> _The exercise_
Quote the entire forum thread below about brewing beer kits, word for word.

> _Reading passage_
— start —
If your kegging though you'd only really need to go to 19 or 20L depending on your keg size.


----------



## MarkBastard (11/1/09)

Thunderlips said:


> I did the LCPA and JSAA today and filled to the recommended 22.5litres,.
> It did taste a bit watery from the fermenter but I wanted to do it to instructions the first time around.
> 
> If your kegging though you'd only really need to go to 19 or 20L depending on your keg size.



I just ordered the LCPA and JSAA kits. I've been a bit slack lately and haven't had a lot of time so at least with these two kits I'll have some beer quicker and hopefully good enough.

As I'm going into kegs I'll probably do up to 20L or so so hopefully it won't seem 'watery'.


----------



## davewaldo (12/1/09)

I'm keen to hear how you guys go with these kits. Please keep us posted on your results!


----------



## MarkBastard (12/1/09)

Will do dave. I may make a new thread and take some pictures of the kit etc too and various stages of the brewing process.


----------



## Jase71 (12/1/09)
— end —
> _Extracted material_
— start —
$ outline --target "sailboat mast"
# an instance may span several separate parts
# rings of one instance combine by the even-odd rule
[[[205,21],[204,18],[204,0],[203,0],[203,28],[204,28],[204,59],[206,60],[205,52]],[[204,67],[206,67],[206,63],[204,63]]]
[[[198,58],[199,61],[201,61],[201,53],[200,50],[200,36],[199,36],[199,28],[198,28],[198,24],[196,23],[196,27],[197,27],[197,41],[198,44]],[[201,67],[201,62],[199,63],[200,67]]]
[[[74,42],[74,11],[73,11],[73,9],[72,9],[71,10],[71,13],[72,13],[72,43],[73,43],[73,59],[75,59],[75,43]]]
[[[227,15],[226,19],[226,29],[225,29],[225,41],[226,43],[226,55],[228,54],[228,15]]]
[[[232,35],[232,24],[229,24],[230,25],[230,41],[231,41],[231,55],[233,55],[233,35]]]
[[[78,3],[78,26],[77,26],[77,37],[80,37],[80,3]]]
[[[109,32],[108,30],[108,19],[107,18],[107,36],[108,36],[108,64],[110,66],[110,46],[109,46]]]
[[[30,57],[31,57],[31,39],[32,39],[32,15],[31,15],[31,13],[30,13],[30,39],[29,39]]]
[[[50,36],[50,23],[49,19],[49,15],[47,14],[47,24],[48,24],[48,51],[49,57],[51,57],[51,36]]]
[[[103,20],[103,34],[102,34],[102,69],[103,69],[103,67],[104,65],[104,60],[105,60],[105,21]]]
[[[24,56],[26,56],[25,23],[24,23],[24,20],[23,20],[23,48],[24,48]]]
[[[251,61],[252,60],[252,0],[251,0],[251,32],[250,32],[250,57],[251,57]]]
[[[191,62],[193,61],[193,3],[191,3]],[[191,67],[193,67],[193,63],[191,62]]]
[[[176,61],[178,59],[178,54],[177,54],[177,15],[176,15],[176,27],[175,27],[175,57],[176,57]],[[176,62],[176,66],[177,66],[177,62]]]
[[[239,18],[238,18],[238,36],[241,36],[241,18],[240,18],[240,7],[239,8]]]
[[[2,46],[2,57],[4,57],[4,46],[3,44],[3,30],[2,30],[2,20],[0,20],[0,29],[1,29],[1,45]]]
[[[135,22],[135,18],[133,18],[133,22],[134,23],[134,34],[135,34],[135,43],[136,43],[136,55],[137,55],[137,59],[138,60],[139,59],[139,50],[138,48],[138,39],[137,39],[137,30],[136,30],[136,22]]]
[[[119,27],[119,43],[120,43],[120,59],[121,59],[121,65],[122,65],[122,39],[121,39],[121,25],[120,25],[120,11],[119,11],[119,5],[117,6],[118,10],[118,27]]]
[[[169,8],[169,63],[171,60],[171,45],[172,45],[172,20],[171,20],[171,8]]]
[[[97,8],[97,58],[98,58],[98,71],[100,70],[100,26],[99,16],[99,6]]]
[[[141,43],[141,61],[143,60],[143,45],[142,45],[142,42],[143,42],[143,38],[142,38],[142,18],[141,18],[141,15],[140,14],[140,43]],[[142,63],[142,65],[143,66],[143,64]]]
— end —
> _Worked answer_
If your kegging though you'd only really need to go to 19 or 20L depending on your keg size.


----------



## MarkBastard (11/1/09)

Thunderlips said:


> I did the LCPA and JSAA today and filled to the recommended 22.5litres,.
> It did taste a bit watery from the fermenter but I wanted to do it to instructions the first time around.
> 
> If your kegging though you'd only really need to go to 19 or 20L depending on your keg size.



I just ordered the LCPA and JSAA kits. I've been a bit slack lately and haven't had a lot of time so at least with these two kits I'll have some beer quicker and hopefully good enough.

As I'm going into kegs I'll probably do up to 20L or so so hopefully it won't seem 'watery'.


----------



## davewaldo (12/1/09)

I'm keen to hear how you guys go with these kits. Please keep us posted on your results!


----------



## MarkBastard (12/1/09)

Will do dave. I may make a new thread and take some pictures of the kit etc too and various stages of the brewing process.


----------



## Jase71 (12/1/09)